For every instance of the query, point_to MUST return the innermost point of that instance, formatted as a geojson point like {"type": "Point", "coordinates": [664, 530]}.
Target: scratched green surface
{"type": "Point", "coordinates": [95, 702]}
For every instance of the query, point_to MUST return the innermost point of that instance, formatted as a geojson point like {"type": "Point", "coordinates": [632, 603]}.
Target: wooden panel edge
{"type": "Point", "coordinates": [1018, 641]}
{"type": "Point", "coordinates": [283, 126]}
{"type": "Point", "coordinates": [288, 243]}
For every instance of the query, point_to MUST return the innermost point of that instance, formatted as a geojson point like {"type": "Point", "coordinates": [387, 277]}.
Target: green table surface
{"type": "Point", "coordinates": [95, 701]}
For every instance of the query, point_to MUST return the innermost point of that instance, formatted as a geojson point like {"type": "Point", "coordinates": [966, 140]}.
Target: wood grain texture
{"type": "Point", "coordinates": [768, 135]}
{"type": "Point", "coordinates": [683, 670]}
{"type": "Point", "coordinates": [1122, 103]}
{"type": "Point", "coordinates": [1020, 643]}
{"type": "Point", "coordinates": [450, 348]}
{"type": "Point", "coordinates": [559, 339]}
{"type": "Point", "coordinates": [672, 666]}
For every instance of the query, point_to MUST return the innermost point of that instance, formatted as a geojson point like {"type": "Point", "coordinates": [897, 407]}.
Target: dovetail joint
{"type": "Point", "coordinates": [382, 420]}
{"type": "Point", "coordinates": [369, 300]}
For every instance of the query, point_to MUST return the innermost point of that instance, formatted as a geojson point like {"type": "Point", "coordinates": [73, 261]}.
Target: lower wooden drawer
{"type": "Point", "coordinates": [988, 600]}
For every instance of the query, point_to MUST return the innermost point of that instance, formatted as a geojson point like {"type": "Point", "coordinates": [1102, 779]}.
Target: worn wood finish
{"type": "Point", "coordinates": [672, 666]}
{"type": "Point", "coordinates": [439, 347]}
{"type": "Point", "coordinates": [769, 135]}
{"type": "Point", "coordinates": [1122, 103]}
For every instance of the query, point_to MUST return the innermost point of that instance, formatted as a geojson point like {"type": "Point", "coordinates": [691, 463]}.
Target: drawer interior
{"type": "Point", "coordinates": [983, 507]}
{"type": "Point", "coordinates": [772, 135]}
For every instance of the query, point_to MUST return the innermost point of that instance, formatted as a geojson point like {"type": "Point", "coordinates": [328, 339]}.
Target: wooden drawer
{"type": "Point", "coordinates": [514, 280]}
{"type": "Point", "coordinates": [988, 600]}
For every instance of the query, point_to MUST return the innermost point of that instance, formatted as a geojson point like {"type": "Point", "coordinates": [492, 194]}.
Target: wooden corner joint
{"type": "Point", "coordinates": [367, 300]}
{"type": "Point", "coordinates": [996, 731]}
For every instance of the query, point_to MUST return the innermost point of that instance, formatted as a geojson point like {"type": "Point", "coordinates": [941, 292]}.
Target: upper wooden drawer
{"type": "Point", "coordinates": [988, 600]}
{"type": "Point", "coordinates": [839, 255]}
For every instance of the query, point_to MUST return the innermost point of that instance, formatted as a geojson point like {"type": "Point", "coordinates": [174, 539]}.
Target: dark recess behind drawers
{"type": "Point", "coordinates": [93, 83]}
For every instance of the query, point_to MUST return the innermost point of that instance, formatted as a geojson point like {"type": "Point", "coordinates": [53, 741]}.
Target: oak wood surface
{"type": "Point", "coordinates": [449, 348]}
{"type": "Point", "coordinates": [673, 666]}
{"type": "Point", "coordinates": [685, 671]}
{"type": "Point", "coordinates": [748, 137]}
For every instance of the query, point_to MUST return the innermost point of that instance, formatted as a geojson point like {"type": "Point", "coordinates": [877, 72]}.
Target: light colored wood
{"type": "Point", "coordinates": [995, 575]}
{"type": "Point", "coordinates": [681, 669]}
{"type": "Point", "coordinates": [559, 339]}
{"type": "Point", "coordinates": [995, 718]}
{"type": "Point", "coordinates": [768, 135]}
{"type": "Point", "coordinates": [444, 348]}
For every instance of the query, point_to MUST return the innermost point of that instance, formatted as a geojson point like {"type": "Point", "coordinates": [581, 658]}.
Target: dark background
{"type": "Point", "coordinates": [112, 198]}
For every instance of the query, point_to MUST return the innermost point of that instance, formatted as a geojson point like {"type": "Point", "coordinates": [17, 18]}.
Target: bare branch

**Exercise instructions**
The full set of records should be duplicated exactly.

**The result**
For every instance of the query, point_to MUST return the innermost point of that instance, formatted as a geojson point like {"type": "Point", "coordinates": [664, 530]}.
Target: scratched green surface
{"type": "Point", "coordinates": [95, 702]}
For every instance of the query, point_to MUST return the innermost point of that instance, formatted as a geojson point like {"type": "Point", "coordinates": [632, 603]}.
Target: wooden panel edge
{"type": "Point", "coordinates": [1018, 641]}
{"type": "Point", "coordinates": [283, 126]}
{"type": "Point", "coordinates": [288, 243]}
For every instance of the query, point_to MUST return the innermost point of that instance, formatted as a geojson point like {"type": "Point", "coordinates": [387, 277]}.
Target: green table surface
{"type": "Point", "coordinates": [95, 701]}
For every instance of the query, point_to MUST return the innermost point of that instance, formatted as a geojson point like {"type": "Point", "coordinates": [966, 140]}.
Target: wood grain texture
{"type": "Point", "coordinates": [768, 135]}
{"type": "Point", "coordinates": [683, 670]}
{"type": "Point", "coordinates": [1122, 103]}
{"type": "Point", "coordinates": [1020, 643]}
{"type": "Point", "coordinates": [450, 348]}
{"type": "Point", "coordinates": [559, 339]}
{"type": "Point", "coordinates": [672, 666]}
For every instance of the query, point_to MUST return the innermost point of that instance, formatted as a geojson point like {"type": "Point", "coordinates": [897, 407]}.
Target: dovetail joint
{"type": "Point", "coordinates": [382, 420]}
{"type": "Point", "coordinates": [369, 300]}
For every instance of the query, point_to MUST return the innermost point of that instance, formatted as a geojson point like {"type": "Point", "coordinates": [73, 261]}.
Target: lower wooden drawer
{"type": "Point", "coordinates": [988, 600]}
For every instance of the query, point_to MUST return the innermost point of that instance, formatted as a geojson point like {"type": "Point", "coordinates": [1102, 779]}.
Target: worn wood finish
{"type": "Point", "coordinates": [672, 666]}
{"type": "Point", "coordinates": [439, 347]}
{"type": "Point", "coordinates": [769, 135]}
{"type": "Point", "coordinates": [1122, 103]}
For every instance of the query, point_to MUST return the innermost point of that instance, formatted as a geojson point like {"type": "Point", "coordinates": [691, 463]}.
Target: drawer interior
{"type": "Point", "coordinates": [983, 507]}
{"type": "Point", "coordinates": [772, 135]}
For every instance of the query, point_to MUST return the innermost point of that instance, formatted as a geojson point like {"type": "Point", "coordinates": [328, 339]}.
Target: wooden drawer
{"type": "Point", "coordinates": [514, 280]}
{"type": "Point", "coordinates": [988, 600]}
For every instance of the query, point_to MUST return the innermost point of that instance, formatted as a geojson point like {"type": "Point", "coordinates": [492, 194]}.
Target: wooden corner joint
{"type": "Point", "coordinates": [367, 300]}
{"type": "Point", "coordinates": [996, 731]}
For every instance of the query, point_to MUST return the innermost point of that instance, formatted as a geojson point like {"type": "Point", "coordinates": [941, 292]}.
Target: upper wooden drawer
{"type": "Point", "coordinates": [988, 600]}
{"type": "Point", "coordinates": [839, 255]}
For every instance of the query, point_to MUST return the innermost point of that instance, formatted as a geojson point like {"type": "Point", "coordinates": [174, 539]}.
Target: dark recess behind drawers
{"type": "Point", "coordinates": [93, 83]}
For every instance of the query, point_to MUST return the innermost point of that instance, formatted as a geojson point like {"type": "Point", "coordinates": [53, 741]}.
Target: oak wood surface
{"type": "Point", "coordinates": [449, 348]}
{"type": "Point", "coordinates": [673, 666]}
{"type": "Point", "coordinates": [685, 671]}
{"type": "Point", "coordinates": [748, 137]}
For every instance of the query, point_to MUST return the innermost point of that instance, formatted as a geojson point like {"type": "Point", "coordinates": [877, 72]}.
Target: light colored wood
{"type": "Point", "coordinates": [995, 575]}
{"type": "Point", "coordinates": [681, 669]}
{"type": "Point", "coordinates": [559, 339]}
{"type": "Point", "coordinates": [995, 718]}
{"type": "Point", "coordinates": [768, 135]}
{"type": "Point", "coordinates": [444, 348]}
For every instance of the query, point_to MUST return the innermost point of that instance, formatted as a geojson point like {"type": "Point", "coordinates": [581, 658]}.
Target: dark background
{"type": "Point", "coordinates": [112, 198]}
For every instance of the query, point_to MUST return the innermost point of that instance, formatted as a geojson point like {"type": "Point", "coordinates": [17, 18]}.
Target: bare branch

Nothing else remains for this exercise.